● **Records from a dataset**
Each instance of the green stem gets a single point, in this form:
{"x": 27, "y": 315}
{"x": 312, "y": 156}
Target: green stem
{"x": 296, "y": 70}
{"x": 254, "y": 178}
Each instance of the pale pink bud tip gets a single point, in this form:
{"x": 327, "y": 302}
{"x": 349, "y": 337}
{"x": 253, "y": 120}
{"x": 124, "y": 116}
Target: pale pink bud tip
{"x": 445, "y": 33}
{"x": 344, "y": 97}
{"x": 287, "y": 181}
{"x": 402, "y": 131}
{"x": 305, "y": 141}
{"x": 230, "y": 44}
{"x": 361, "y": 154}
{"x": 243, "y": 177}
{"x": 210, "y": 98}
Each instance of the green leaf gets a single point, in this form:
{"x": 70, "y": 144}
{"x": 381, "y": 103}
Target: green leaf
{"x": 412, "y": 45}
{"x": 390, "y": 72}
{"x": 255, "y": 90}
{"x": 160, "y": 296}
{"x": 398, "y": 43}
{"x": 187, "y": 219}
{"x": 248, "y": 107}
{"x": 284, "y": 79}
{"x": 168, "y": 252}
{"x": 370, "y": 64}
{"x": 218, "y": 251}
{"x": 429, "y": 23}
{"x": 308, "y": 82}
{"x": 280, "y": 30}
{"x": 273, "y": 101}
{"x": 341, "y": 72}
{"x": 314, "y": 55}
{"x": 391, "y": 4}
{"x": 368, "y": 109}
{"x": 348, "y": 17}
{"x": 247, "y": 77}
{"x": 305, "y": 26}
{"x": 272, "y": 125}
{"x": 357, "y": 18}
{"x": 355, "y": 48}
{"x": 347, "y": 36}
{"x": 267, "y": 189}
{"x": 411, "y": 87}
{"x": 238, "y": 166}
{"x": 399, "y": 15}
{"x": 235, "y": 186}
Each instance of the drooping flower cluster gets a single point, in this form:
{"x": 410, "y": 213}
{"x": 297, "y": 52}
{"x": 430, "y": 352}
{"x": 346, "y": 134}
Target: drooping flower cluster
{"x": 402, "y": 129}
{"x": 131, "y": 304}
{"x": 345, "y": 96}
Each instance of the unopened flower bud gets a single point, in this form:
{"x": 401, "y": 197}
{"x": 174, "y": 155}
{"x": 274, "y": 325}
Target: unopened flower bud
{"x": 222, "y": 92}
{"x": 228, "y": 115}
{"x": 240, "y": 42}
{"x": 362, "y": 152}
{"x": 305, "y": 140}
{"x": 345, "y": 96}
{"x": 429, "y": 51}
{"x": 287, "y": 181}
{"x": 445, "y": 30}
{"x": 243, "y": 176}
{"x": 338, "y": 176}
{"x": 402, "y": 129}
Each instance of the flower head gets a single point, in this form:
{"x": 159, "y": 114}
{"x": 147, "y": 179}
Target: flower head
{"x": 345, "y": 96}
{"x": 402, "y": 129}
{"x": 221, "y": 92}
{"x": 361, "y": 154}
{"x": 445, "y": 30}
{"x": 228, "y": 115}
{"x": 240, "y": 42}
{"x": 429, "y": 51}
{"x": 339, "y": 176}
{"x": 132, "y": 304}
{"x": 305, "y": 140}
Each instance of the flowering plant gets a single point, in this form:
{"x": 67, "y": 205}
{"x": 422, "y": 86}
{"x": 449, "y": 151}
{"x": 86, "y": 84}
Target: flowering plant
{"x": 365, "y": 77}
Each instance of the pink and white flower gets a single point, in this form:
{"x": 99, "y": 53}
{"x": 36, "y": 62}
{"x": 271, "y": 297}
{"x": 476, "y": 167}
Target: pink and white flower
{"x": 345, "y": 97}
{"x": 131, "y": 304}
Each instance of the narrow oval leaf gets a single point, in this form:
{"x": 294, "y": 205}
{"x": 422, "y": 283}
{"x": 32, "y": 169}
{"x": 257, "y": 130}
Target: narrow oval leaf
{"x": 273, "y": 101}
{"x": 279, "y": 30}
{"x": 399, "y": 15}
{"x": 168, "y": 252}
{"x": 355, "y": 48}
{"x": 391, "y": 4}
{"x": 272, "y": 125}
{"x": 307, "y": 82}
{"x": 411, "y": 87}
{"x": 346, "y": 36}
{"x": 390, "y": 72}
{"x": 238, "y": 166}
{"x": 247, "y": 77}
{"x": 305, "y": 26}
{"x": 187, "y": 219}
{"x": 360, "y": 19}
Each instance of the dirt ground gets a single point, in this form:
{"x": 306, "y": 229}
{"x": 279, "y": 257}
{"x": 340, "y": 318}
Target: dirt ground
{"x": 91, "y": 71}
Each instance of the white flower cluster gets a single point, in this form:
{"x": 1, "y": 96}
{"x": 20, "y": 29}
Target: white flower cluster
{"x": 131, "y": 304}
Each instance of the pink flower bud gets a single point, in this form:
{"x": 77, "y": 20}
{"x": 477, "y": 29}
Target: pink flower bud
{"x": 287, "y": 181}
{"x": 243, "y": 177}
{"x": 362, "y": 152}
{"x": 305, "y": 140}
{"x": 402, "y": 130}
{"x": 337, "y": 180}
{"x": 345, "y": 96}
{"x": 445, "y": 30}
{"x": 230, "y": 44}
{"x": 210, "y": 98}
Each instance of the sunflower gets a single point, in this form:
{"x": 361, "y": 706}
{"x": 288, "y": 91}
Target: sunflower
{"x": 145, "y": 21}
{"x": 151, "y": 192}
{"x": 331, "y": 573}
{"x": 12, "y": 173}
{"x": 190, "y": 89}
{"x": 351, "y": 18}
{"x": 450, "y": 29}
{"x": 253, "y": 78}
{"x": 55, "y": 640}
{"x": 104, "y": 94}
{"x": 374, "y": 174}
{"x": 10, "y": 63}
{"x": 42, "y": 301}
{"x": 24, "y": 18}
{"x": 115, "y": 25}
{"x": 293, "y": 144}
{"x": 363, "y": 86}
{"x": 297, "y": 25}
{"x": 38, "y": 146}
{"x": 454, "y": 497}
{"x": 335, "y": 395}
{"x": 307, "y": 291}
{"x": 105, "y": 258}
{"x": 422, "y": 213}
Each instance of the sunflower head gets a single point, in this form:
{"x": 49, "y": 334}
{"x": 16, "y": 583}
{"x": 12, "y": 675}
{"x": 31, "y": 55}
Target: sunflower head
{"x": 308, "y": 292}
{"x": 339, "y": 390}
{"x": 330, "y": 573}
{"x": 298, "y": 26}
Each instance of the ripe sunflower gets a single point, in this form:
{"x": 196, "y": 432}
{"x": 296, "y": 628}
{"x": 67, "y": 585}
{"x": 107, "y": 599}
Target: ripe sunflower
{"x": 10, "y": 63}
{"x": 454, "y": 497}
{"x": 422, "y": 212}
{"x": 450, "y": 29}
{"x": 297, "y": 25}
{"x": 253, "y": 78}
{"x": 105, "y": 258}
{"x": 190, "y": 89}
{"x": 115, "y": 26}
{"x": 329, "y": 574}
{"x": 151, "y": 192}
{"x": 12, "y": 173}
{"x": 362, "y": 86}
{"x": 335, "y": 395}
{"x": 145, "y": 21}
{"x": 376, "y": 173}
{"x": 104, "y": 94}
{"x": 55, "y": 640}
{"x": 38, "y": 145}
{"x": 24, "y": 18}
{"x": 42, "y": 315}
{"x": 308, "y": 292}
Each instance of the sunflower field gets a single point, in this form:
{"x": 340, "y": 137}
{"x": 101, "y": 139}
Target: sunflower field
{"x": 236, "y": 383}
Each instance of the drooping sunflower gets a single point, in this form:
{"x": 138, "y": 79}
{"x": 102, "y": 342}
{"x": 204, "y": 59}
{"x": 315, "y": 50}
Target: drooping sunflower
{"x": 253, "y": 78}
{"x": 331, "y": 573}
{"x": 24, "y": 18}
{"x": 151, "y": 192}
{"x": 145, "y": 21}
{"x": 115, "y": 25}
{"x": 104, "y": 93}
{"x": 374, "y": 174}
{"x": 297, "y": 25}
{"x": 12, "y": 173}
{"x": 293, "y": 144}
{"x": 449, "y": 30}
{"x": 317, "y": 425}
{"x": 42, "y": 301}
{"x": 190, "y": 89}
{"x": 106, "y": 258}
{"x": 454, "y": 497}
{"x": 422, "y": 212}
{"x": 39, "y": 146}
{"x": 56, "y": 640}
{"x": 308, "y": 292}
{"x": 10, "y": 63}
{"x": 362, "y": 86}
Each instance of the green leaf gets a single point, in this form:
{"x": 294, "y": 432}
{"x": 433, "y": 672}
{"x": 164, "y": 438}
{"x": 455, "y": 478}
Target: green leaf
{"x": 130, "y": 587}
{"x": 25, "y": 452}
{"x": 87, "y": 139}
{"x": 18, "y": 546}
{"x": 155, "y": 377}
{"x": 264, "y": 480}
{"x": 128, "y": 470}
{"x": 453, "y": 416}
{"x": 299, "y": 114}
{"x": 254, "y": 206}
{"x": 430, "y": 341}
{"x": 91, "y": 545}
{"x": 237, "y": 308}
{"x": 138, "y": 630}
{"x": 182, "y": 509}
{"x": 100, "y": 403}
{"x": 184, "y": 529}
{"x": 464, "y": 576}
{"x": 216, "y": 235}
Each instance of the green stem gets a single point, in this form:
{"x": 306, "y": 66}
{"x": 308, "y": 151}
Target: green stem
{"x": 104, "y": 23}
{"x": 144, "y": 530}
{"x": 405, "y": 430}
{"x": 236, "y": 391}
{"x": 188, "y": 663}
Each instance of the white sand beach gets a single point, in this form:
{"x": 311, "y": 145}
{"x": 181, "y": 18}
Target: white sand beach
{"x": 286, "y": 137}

● **TRY IT**
Your answer should be the lines from the one containing "Target: drooping sunflower" through the last line of the records, repeated exactly and with nothing added.

● **FINISHED EXERCISE**
Target: drooping sunflower
{"x": 253, "y": 78}
{"x": 331, "y": 573}
{"x": 24, "y": 18}
{"x": 151, "y": 192}
{"x": 145, "y": 21}
{"x": 115, "y": 25}
{"x": 104, "y": 93}
{"x": 374, "y": 174}
{"x": 297, "y": 25}
{"x": 12, "y": 173}
{"x": 293, "y": 144}
{"x": 449, "y": 30}
{"x": 317, "y": 425}
{"x": 42, "y": 301}
{"x": 190, "y": 89}
{"x": 106, "y": 258}
{"x": 454, "y": 497}
{"x": 422, "y": 212}
{"x": 39, "y": 146}
{"x": 56, "y": 640}
{"x": 308, "y": 292}
{"x": 10, "y": 63}
{"x": 362, "y": 86}
Each instance of the green leaf gets a single point, in this form:
{"x": 294, "y": 432}
{"x": 433, "y": 672}
{"x": 164, "y": 438}
{"x": 455, "y": 478}
Target: green leaf
{"x": 130, "y": 587}
{"x": 25, "y": 452}
{"x": 87, "y": 139}
{"x": 18, "y": 546}
{"x": 155, "y": 377}
{"x": 264, "y": 480}
{"x": 128, "y": 470}
{"x": 453, "y": 416}
{"x": 299, "y": 114}
{"x": 254, "y": 206}
{"x": 430, "y": 341}
{"x": 91, "y": 545}
{"x": 237, "y": 308}
{"x": 138, "y": 630}
{"x": 182, "y": 509}
{"x": 100, "y": 403}
{"x": 184, "y": 529}
{"x": 464, "y": 576}
{"x": 216, "y": 235}
Each instance of the green stem gets a single point, in this form:
{"x": 306, "y": 66}
{"x": 308, "y": 151}
Target: green stem
{"x": 104, "y": 23}
{"x": 144, "y": 530}
{"x": 405, "y": 430}
{"x": 236, "y": 391}
{"x": 188, "y": 663}
Each instance of the white sand beach gets a single point, in this form:
{"x": 311, "y": 145}
{"x": 181, "y": 18}
Target: white sand beach
{"x": 286, "y": 137}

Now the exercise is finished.